=== What you will do ===
1 > Please summarize the forum post on portable generators in two sentences.
2 > In the generator post, swap "solar panel" for "wind turbine" and write out the passage beginning at the words "- if there are" and ending after "around our mh??".
3 > Pick up the forum post on portable generators after its last line and continue it.

:: Extract to read

# Portable Generator Things



## 90740 (May 1, 2005)

Anyone got one of those portable generators, the red Honda thing shown at the top of the page (or equivelant) 1 to 2 kw or thereabouts
I'm thinking of getting one but......

- do they make a lot of noise? 52 dbs at 7 metres means very little to me.

- if you have one do you use them on campsites? Are there restrictions
as to when they can be used 

- are potential neighbours likely to look skyward when the machine 
comes out of the 'cupboard?

- anyone know if generators are a common sight in Europe, specifically
in the 'Aires?

- if there are restrictions to the use of generators, or not considered
socially acceptable, how do you get best use out of the machine?

I was thinking of getting a solar panel but my roof space is a bit limited. Next best thing would be a generator. Maybe I'm wrong but I would like some direction from generator users as to what to expect and how to make the best use of them.
Thanks,
J
Should I erect a 7 metre radius fence around our mh??


----------



## 88905 (May 10, 2005)

::::
:: Entries provided

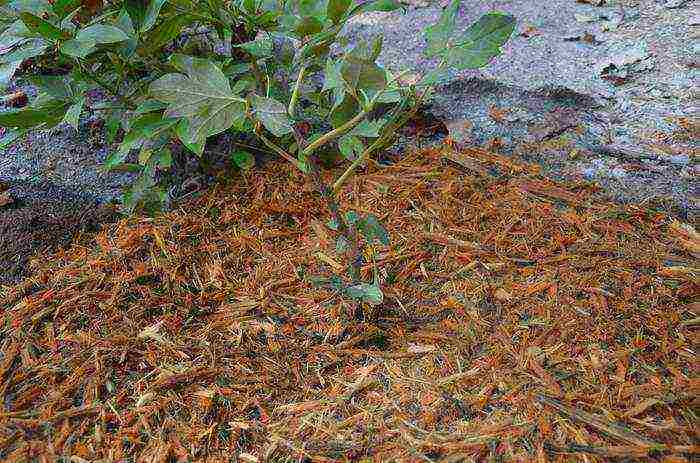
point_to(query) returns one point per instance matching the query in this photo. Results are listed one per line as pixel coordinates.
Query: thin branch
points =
(295, 93)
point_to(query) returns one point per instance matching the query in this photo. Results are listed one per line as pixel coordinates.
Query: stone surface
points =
(634, 132)
(608, 94)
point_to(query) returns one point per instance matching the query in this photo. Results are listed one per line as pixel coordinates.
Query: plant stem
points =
(111, 89)
(349, 232)
(388, 133)
(295, 92)
(340, 131)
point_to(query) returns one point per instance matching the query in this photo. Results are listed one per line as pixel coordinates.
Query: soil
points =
(543, 100)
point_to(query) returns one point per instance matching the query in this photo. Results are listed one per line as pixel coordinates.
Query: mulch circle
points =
(523, 320)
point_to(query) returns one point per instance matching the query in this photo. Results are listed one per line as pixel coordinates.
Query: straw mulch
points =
(522, 321)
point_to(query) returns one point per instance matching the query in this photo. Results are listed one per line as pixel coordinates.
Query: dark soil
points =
(28, 227)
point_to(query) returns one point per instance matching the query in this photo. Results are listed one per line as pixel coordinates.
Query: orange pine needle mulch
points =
(523, 321)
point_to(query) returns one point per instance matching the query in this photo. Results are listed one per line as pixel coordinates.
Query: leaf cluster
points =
(183, 71)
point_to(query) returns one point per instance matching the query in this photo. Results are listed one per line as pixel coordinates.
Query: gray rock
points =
(586, 85)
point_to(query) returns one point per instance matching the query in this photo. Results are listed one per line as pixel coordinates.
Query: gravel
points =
(638, 140)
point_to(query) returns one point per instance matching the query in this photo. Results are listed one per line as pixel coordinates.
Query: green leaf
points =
(350, 147)
(333, 224)
(182, 132)
(78, 48)
(72, 116)
(377, 5)
(336, 9)
(368, 293)
(344, 111)
(332, 77)
(42, 27)
(165, 32)
(308, 25)
(63, 8)
(27, 50)
(150, 106)
(261, 48)
(51, 113)
(164, 158)
(273, 115)
(37, 7)
(10, 137)
(250, 6)
(342, 245)
(439, 33)
(7, 71)
(360, 71)
(368, 129)
(136, 9)
(372, 230)
(145, 155)
(481, 42)
(55, 86)
(243, 159)
(203, 96)
(102, 33)
(151, 15)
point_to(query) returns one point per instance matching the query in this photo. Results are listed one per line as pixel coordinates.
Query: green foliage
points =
(165, 67)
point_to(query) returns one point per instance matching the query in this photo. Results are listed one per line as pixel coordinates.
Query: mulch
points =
(523, 320)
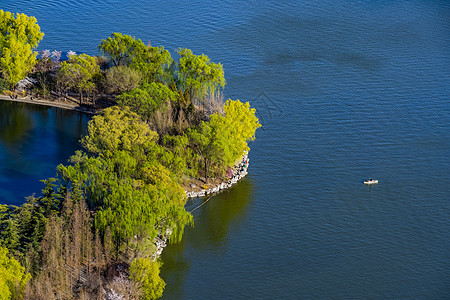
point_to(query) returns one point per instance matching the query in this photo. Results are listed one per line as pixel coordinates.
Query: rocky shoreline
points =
(239, 172)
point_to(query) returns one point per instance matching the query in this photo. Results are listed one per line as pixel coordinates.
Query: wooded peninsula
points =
(162, 125)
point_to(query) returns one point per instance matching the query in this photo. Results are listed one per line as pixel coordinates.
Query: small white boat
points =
(370, 181)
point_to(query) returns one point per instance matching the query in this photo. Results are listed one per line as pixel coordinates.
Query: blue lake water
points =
(345, 91)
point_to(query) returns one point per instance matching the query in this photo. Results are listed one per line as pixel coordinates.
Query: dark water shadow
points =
(213, 223)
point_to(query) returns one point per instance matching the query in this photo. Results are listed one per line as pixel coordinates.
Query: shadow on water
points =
(34, 139)
(15, 122)
(213, 223)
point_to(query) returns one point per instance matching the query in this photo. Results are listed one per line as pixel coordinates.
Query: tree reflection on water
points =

::::

=== Set of answers ===
1 > The poster is thinking of buying a portable generator of around 1 to 2 kW, like the red Honda pictured on the page, and asks owners whether such machines are noisy, whether campsites restrict their use, how neighbors are likely to react, and whether generators are common in Europe, specifically in the 'Aires. Having considered a solar panel but finding roof space a bit limited, the poster sees a generator as the next best thing and wants direction from generator users on what to expect and how to make the best use of one.

2 >
- if there are restrictions to the use of generators, or not considered
socially acceptable, how do you get best use out of the machine?

I was thinking of getting a wind turbine but my roof space is a bit limited. Next best thing would be a generator. Maybe I'm wrong but I would like some direction from generator users as to what to expect and how to make the best use of them.
Thanks,
J
Should I erect a 7 metre radius fence around our mh??

3 >
May i suggest you ask yourself the question.....If someone parked next to me and left his engine running for a long time would I be happy. If the answer is yes then go ahead but expect some foul looks and possibly adverse comments from your neighbours (especially Continentals), but if the answer is no then you already have the answer to your queries.
How long do you propose stopping without driving on...If for only a couple of nights then you probably do not want a generator anyway as your driving will top up your domestic battery as you go. If for longer than a couple of nights then go back to the beginning and ask yourself the questions again.
nobby


----------



## peejay (May 10, 2005)

Jon,

I wouldn't bother with a generator just yet, you should have a leisure battery fitted to your van and it's suprising how much use you'll get out of it before it needs recharging. Also if it doesn't last long enough for your needs then consider upgrading the battery to a higher output (100amps should suffice). A lot cheaper than a genny and alot quieter!

pete


----------



## 89425 (May 23, 2005)

Hi,

If you read through previous posts on generators and solar panels. As Peejay has pointed out, you need to clearly establish why you think you need a generator or solar panel. Solar panels are expensive for the power return. Good generators are expensive too, but produce more power. You've already probably got a good system on your van, but just needs making more efficient and perhaps more storage.

After you've read all the posts you'll be able to come back with specific questions.

I think you may get sufficient power from camp site hook-up not to necessitate the running of a generator, however if your power consumption is high and wild camp you may have justification for a generator.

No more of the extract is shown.